## Task requirements
Look below for the line holding "Where can the upper" and the line holding "Where can the diagonal". Transcribe exactly those lines and all lines between them, nothing more.

Segment Start: Material for this exercise

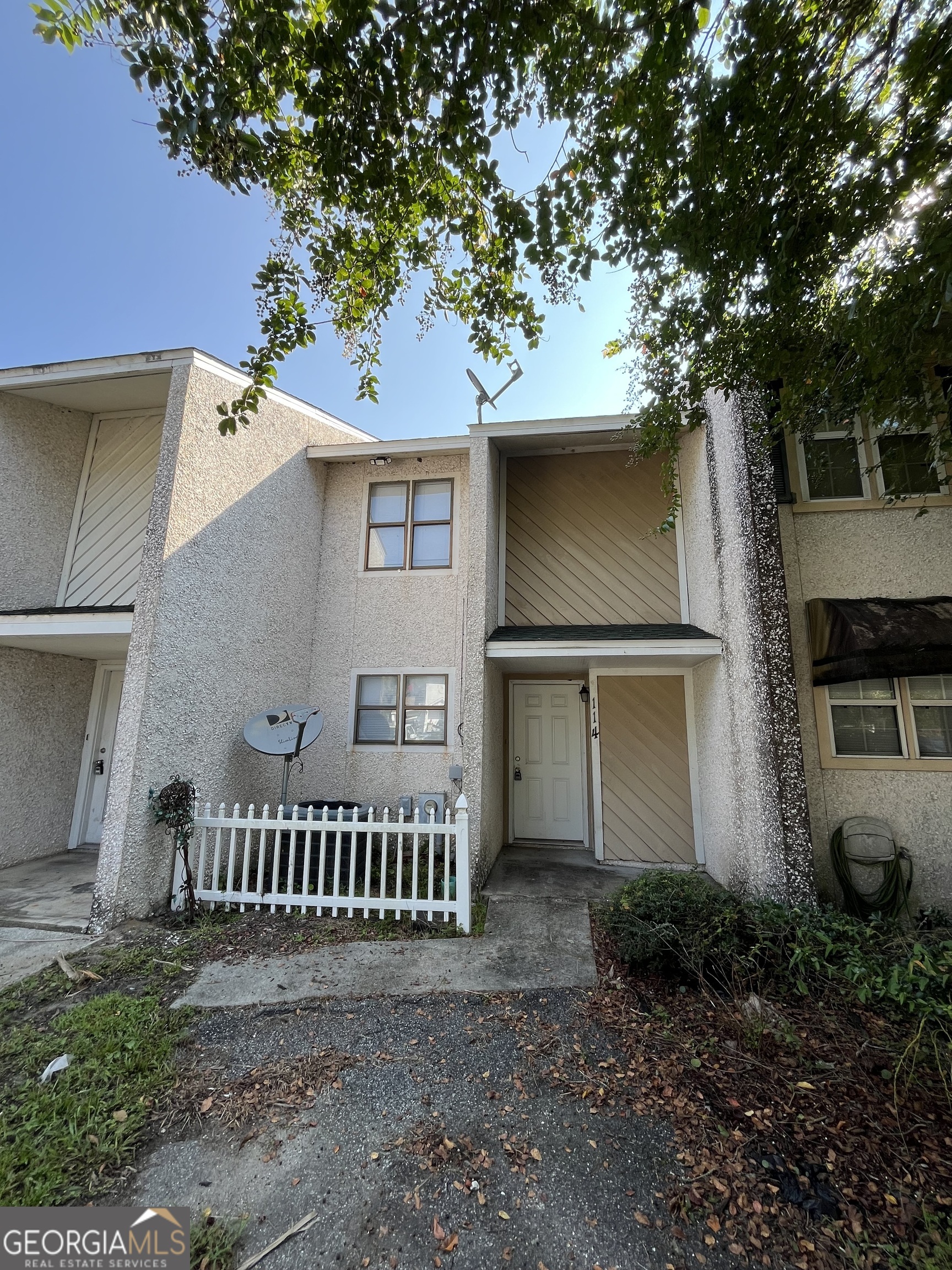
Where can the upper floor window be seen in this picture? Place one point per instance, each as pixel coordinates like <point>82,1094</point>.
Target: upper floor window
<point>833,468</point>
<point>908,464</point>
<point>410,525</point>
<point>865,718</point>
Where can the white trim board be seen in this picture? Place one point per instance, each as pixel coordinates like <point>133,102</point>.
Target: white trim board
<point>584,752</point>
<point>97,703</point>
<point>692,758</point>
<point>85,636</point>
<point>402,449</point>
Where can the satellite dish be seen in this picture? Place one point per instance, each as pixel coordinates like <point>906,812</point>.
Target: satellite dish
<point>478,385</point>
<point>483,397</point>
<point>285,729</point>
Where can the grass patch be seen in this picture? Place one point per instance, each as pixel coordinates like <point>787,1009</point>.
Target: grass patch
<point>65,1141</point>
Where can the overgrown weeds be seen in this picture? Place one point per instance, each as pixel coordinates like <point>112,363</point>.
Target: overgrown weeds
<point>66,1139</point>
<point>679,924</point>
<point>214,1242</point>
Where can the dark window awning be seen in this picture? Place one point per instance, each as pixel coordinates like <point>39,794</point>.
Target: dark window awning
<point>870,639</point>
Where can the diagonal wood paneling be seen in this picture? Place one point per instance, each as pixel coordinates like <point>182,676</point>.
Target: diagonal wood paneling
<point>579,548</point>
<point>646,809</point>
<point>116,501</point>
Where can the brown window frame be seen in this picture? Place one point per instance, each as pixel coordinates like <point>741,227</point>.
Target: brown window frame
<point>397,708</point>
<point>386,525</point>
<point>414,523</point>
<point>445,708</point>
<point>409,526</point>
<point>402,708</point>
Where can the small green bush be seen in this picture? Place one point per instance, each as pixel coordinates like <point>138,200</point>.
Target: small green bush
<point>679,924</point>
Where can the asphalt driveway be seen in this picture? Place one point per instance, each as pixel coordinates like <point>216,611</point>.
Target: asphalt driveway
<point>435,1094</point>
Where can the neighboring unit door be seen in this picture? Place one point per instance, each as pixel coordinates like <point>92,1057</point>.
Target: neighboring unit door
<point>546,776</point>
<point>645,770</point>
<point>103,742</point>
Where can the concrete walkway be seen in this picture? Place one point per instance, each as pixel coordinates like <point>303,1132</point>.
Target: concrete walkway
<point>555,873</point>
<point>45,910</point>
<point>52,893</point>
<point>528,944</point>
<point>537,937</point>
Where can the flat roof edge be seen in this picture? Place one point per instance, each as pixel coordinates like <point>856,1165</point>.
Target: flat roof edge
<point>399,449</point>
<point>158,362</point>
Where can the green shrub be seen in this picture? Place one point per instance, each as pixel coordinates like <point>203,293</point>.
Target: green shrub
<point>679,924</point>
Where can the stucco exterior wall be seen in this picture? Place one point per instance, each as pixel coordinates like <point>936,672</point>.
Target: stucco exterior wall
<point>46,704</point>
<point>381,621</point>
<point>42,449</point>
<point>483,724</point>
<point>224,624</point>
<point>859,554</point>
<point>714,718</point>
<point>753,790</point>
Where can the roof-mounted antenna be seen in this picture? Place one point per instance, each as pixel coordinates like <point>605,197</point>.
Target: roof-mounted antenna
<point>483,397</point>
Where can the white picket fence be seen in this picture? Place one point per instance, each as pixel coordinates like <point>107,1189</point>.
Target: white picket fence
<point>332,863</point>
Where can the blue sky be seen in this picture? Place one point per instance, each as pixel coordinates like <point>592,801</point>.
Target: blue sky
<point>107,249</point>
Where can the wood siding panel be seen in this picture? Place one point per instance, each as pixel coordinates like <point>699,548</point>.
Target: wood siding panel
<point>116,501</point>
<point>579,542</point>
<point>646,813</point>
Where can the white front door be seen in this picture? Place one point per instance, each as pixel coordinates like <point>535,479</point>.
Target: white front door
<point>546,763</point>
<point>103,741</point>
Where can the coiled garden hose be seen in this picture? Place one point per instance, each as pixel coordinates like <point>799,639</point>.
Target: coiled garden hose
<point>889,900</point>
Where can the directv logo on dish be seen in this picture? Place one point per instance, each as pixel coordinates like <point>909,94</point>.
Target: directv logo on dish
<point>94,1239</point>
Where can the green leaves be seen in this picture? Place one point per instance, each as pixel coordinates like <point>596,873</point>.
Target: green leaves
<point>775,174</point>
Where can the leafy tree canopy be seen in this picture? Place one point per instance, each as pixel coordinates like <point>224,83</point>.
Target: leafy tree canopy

Segment End: Material for this exercise
Segment Start: Material for this exercise

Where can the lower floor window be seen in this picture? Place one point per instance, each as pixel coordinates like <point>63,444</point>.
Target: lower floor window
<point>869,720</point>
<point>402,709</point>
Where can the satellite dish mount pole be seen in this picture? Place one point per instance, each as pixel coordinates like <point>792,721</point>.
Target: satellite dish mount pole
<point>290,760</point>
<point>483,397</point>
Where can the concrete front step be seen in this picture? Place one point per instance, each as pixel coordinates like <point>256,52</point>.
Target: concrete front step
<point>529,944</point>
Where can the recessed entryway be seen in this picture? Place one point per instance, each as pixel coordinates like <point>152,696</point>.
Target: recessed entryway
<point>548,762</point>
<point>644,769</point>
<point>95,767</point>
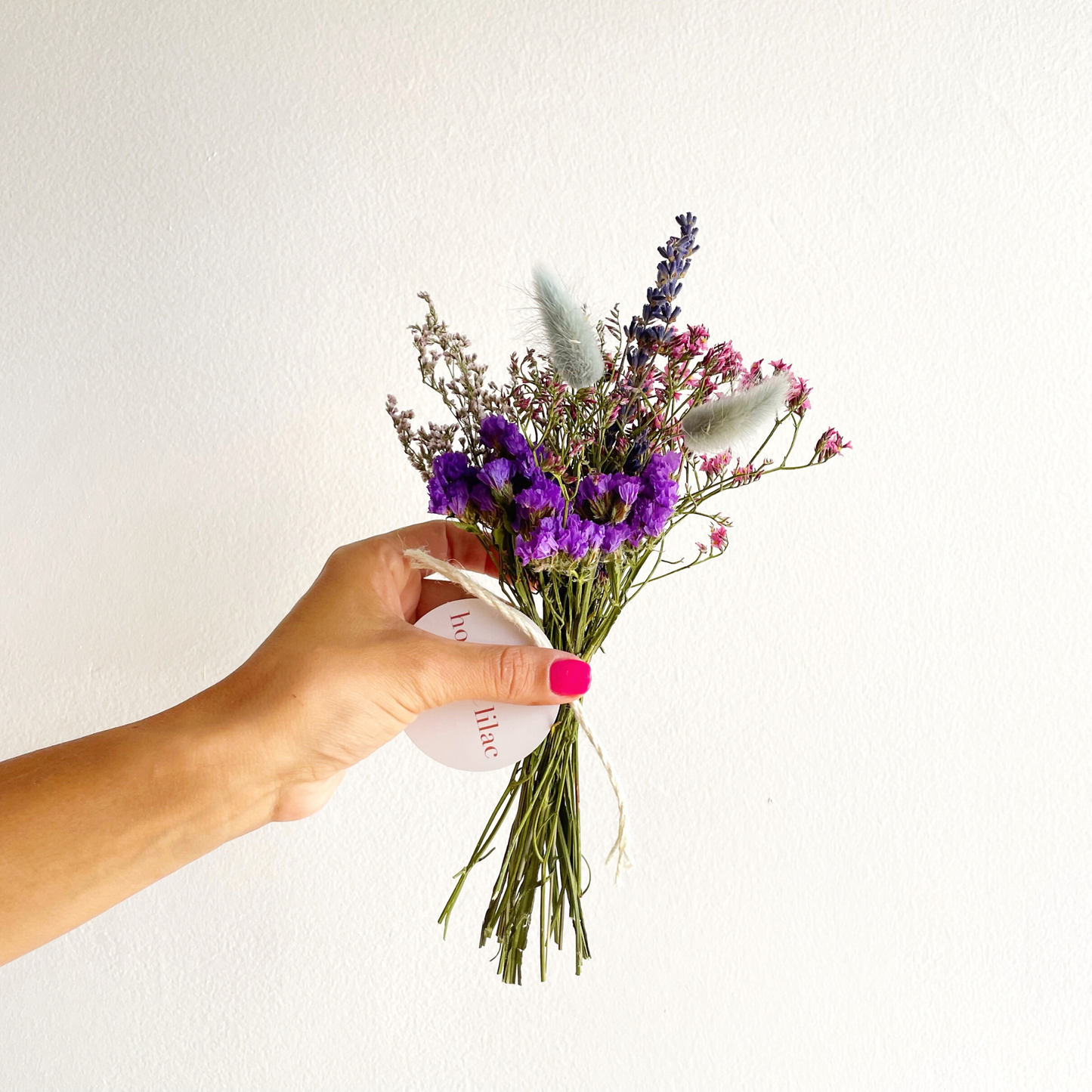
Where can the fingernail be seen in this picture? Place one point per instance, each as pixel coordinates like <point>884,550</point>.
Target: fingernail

Segment End: Material for this exercise

## Response to this task
Where can the upper floor window be seen in this picture? Place one point per instance, each as pixel coordinates like <point>82,1094</point>.
Target: upper floor window
<point>833,468</point>
<point>908,464</point>
<point>410,525</point>
<point>865,718</point>
Where can the white trim board be seen in this picture? Place one point per instance, each as pixel coordinates like <point>133,102</point>.
Target: white trim board
<point>584,752</point>
<point>97,703</point>
<point>692,758</point>
<point>85,636</point>
<point>402,449</point>
Where can the satellite dish be seen in this picture? Place one point per instance, each as pixel coordinates like <point>906,812</point>.
Target: satellite dish
<point>478,385</point>
<point>483,397</point>
<point>285,729</point>
Where can the grass patch be seen in this picture? Place one point per instance, each as pixel coordinates like <point>787,1009</point>.
Target: grass patch
<point>65,1141</point>
Where can the overgrown weeds be seen in this picture? Place one point per instance, each as pixel coordinates like <point>112,363</point>.
Target: overgrown weeds
<point>66,1139</point>
<point>679,924</point>
<point>214,1242</point>
Where can the dark window awning be seen in this picture? Place one point per instance, each as pixel coordinates like <point>39,794</point>.
Target: dark window awning
<point>870,639</point>
Where can the diagonal wood paneling be seen in this picture? Place one point per instance, each as pixel coordinates like <point>182,676</point>.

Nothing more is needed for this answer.